*Text section*:
Start of Block

Team photo of Horizon Life Team
 

Meet the rehab team that’s looking to new Horizon!

Horizon Life was playing a unique and life-changing role offering follow-on support after rehab until it closed during Covid. Today, a passionate new team is battling to reopen it.

“Horizon Life is like physiotherapy after an operation,” says Andy Paterson. “If drug rehab centres are the surgery that saves your life, we are the therapy that builds a healthy body afterwards so you can return to normality.”

Andy is describing the work of Horizon Life Training – the Harrogate-based residential centre where former addicts who want to learn a trade rather than go into post-rehab ministry can access education, training and follow-on support.

And having watched its former trustees shutter its doors after Covid, Andy and his new team are celebrating having rallied fresh troops to reopen it just four months ago.

End of Block

*Data entries*:

Start of Block

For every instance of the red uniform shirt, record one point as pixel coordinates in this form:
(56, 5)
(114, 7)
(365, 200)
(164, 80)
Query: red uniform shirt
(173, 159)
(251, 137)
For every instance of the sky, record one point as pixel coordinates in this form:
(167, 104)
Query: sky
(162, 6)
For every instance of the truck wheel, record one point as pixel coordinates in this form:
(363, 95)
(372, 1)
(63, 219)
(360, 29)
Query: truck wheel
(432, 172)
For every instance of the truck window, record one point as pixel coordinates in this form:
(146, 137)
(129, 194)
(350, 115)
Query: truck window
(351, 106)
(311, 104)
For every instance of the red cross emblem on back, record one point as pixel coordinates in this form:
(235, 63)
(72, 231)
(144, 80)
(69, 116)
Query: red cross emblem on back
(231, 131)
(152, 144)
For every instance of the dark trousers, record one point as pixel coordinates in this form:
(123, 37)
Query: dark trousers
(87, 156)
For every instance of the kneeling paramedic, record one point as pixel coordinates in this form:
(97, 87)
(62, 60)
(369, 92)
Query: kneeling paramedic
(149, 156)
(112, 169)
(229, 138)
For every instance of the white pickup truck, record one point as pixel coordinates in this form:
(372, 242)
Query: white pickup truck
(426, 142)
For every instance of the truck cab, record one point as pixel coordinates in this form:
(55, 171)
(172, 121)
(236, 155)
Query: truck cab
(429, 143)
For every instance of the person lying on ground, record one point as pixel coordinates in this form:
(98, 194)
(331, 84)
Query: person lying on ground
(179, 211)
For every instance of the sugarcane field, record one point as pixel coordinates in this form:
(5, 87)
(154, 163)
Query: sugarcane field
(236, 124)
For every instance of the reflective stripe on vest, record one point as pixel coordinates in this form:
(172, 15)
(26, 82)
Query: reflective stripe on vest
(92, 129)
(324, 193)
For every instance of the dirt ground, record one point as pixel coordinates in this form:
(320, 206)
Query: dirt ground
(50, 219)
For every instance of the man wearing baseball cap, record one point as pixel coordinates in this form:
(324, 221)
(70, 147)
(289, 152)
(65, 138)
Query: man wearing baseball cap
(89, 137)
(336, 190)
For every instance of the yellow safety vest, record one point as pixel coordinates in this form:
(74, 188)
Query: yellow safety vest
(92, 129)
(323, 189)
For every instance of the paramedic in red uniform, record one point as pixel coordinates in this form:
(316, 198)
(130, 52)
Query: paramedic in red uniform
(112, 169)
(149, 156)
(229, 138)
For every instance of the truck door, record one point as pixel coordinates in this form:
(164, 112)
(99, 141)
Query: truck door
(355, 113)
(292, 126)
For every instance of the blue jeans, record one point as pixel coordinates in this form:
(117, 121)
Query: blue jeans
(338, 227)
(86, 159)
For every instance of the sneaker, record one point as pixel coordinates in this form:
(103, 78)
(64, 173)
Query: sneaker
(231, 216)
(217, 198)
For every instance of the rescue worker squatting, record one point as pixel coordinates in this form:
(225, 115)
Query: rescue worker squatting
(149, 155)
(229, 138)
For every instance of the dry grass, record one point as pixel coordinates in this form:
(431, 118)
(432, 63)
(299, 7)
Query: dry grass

End of Block

*What to do*:
1 - Summarize the Horizon Life article in two sentences.
2 - Carry on the article about Horizon Life beyond its last sentence.

*Outputs in order*:
1 - Horizon Life Training is a Harrogate-based residential centre that gave former addicts who wanted to learn a trade education, training and follow-on support after rehab until it closed. Andy Paterson likens its work to physiotherapy after an operation, and he and a passionate new team are now working to reopen it.

2 -
Pioneering

Horizon Life was a pioneering project that began when a gap in the rehab process was spotted. “You have rehabs like Teen Challenge which do a brilliant job of helping people get addiction-free,” says Andy, a trustee of Horizon Life who is himself a former heroin addict but now minister of Harrogate Elim Church.

“The problem, though, is that after these programmes there’s a risk people will drift back to their home towns without the skills to join the working world or to stay free of their old lives. Some people want to go into the ministry training that’s offered as a follow-on, but others just want to go home, get a job and provide for their families.”

Former rehab residents often had not finished school or gained any qualifications, yet they now need to fit themselves for the working world. The need gave birth to the vision – to establish a 12 to 18-month programme to get them into college or apprenticeships. “We’d focus on vocational training, educational support and discipleship.”

Meanwhile, on their dairy farm in the village of Killinghall, farmers Mark and Becky Morrell felt God calling them to do something more with the farmland that had been in their family for generations.

When they heard about the vision for what would become Horizon Life, they agreed for their old barns to be renovated into a £2m residential centre – and then sold the idea to their neighbours.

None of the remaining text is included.